So that takes me actually to my second question, which was assuming services are still significant in your second quarter, understanding you don't want to forecast all that detail. You have talked about a very significant recovery in the gross margin. So I'm just trying to make sure I understand what's driving that recovery in gross margin if it isn't the change in mix between products and services?

Carl Russo

Analyst

It's not going to be mix. What you should expect to see is both segments that were reporting improved from a margin perspective. And that's as much -- as far as I would go.

Simon Leopold

Analyst

Okay. And then, you also mentioned your customer concentration this quarter, appreciate you offering that 55% from 2 customers. Historically, you have not had anything quite that high. So I wondering, if you can give us a little bit more color in terms of was this one customer spiking up or 2 customers being 25-ish percent? Anything you could help us to understand how this compares to your historical trends? And how we should think about a more normalized behavior?

William Atkins

Analyst

Yes, Simon, it's William here. What I would say is, we did note that we'd closed out one of our major network turnkey improvement projects. And that coincides with that gross and the customer concentration that you highlighted. And so I would just link those two together. And just note that therefore a lot of it is driven by that services activity that we've been discussing.

Operator

Operator

[Operator Instructions]. Our next question comes from the line of George Notter of Jefferies.

George Notter

Analyst

I guess, I wanted to also take you on the gross margin discussion. So looking at your systems gross margin, that was quite a bit lower year-on-year. I think you said 34% change versus, I think, 50% a year ago. How important was the warranty provision and then the inventory write-down in driving that lower gross margin?

Carl Russo

Analyst

The net of it is that you're going to see systems bounce back up. So pretty important.

William Atkins

Analyst

Yes, we had a number of what I would describe as one-off factors, not totally driven by inventory write-downs or warranty and retrofit or those where we call them out and therefore, they inherently must be drivers. We also had some one-off contractual sort of systems pricing move through the system that moved through our reporting systems. And we don't expect that to be repeated. So I would say there are a number of one-off factors that affected systems margins this quarter.

George Notter

Analyst

Got it. Is it fair to say that your systems gross margin would have been up year-on-year or down year-on-year or flat, you ex those one-off items or will it stay there?

Carl Russo

Analyst

I would say, we'll look forward to chatting at the end of Q2. And I think you'll get a better read on things, George. But you are heading -- directionally your question is in the right direction.

LIST OF TASKS:
A – In the earnings call transcript, rewrite the paragraph that begins "Yes, we had a number of what I would describe as one-off factors" as a short bulleted list that keeps its main facts.
B – Write what comes next in the earnings call transcript, starting after its last sentence.
The lines after this earnings call transcript aren't needed.

MATERIAL PROVIDED:
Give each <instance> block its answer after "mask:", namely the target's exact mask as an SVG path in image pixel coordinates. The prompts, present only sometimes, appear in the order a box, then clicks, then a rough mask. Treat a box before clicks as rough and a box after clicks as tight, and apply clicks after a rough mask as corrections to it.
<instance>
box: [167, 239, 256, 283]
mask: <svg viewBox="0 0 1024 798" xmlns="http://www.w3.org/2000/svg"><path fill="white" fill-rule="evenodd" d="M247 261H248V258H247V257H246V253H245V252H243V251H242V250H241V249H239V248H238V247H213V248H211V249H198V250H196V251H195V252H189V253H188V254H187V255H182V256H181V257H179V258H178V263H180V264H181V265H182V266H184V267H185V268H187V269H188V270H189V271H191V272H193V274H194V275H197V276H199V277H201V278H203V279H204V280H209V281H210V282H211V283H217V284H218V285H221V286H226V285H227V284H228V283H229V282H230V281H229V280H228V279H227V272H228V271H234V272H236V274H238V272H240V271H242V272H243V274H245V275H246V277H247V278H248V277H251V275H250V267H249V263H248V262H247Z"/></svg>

ANSWER LIST:
A –
- Several one-off factors affected systems margins this quarter.
- These were not driven only by the items called out: inventory write-downs, warranty, and retrofit.
- One-off contractual systems pricing also moved through the reporting systems.
- These factors are not expected to repeat.

B –
George Notter

Analyst

I mean, I guess, I ask because the strategy here, I think, has been to develop more and more value in your products [indiscernible] software systems of course. I think the idea here is just to get more margin and more profitability on the systems side is continue to invest. I just want to make sure that that's showing up in your financials? And at this point, I can't see it of course.

Carl Russo

Analyst

Yes, so to your point, that's exactly right. When you think about it from a moving part standpoint, you think about new things that are ramping up that might have a different value, older things that might be ramping down at a different value. Trying to tie those things out without having any excess and obsolete, et cetera, et cetera, et cetera. We're going to go through that transition for a couple of quarters. But inexorably, there's no way we come back by a 1,000 basis points without both sides of that segmentation improving.

George Notter

Analyst

Okay. On the services gross margin side, what you think that the right longer-term gross margin would look like in the services business? I mean it seems there's a lot of volatility here certainly, but, I guess, I just wanted to be sure that business makes sense to you guys to be in longer term that you can drive some component of profitability there for the company?

Carl Russo

Analyst

Yes, so it really depends upon how this all evolves. If it evolves to a traditional feet on the street driving the vast majority of this, then services will be by some number of points below corporate average gross margins. If it evolves into a higher software value add then actually you start to -- the services start to track more towards the systems margin and actually go up quite a bit. So it's really a future mix question. And I don't know the answer to it yet. But certainly, we're not intending on staying at the range that we are at for sure.

Operator

Operator

Our next question comes from the line of Meta Marshall of Morgan Stanley.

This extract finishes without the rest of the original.